### Task input
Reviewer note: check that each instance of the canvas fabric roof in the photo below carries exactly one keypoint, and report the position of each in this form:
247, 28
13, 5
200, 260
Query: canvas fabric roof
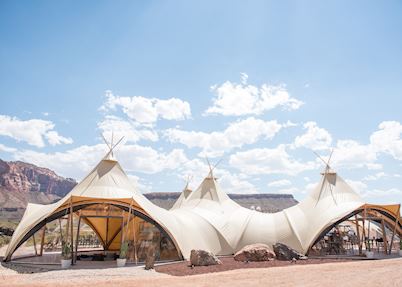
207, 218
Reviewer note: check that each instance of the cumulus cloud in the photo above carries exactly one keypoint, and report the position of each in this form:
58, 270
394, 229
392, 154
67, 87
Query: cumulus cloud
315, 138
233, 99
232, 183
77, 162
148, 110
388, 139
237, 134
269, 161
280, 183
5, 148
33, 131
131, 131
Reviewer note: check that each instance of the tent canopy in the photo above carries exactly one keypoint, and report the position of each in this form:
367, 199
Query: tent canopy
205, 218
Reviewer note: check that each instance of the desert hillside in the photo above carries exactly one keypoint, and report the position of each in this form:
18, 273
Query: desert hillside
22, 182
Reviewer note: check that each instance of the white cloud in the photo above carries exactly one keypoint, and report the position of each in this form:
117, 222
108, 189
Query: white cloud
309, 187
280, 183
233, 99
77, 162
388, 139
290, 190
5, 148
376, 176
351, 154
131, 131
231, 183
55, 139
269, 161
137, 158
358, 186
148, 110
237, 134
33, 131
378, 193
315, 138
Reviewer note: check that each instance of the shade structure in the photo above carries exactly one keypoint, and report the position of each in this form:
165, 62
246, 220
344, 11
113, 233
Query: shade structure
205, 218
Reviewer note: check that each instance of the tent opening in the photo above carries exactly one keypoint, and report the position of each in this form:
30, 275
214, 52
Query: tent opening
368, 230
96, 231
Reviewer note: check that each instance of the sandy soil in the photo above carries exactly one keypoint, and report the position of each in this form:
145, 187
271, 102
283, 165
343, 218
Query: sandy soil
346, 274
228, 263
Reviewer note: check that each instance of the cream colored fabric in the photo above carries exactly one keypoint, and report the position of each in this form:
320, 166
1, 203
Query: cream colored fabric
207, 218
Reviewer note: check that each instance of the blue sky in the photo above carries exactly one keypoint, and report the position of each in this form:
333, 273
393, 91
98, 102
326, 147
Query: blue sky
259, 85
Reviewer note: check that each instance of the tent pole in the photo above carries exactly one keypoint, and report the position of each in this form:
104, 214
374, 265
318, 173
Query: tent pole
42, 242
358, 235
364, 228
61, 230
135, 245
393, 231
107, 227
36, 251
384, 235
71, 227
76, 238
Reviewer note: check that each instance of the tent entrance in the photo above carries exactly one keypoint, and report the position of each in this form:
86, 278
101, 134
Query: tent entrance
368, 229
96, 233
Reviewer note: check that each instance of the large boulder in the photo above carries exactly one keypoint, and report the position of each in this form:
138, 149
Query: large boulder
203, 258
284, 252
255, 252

...

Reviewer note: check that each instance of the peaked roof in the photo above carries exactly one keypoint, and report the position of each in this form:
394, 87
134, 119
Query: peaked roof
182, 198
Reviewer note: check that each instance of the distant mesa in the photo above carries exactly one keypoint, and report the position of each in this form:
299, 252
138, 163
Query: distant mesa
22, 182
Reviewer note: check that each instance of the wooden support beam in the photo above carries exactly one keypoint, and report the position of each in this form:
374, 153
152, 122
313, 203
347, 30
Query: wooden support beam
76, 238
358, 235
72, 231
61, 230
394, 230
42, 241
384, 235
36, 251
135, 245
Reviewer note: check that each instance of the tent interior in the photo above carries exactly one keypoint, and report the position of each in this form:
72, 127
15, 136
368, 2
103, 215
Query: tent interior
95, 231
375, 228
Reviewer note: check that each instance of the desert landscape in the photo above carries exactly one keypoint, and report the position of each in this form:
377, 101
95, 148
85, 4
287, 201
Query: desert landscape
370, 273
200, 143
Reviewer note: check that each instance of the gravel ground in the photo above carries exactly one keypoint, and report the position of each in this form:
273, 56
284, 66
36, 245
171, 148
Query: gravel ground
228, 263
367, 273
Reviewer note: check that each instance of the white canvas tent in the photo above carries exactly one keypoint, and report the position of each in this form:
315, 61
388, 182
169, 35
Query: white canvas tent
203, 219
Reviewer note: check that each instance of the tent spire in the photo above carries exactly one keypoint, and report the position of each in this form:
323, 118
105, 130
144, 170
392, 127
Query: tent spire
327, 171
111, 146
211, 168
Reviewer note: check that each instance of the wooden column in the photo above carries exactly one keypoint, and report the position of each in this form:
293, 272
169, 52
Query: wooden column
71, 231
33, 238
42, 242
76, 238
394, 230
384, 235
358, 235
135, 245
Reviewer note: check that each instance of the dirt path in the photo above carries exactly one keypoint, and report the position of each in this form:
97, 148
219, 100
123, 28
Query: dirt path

### Problem statement
List every line in the records above that contains the word "support", copying each line in full.

### Expected answer
Reviewer note: check that each instance of the wooden support beam in the photo above carries exactly one keypoint, and report the position of each in this form:
Query: wooden support beam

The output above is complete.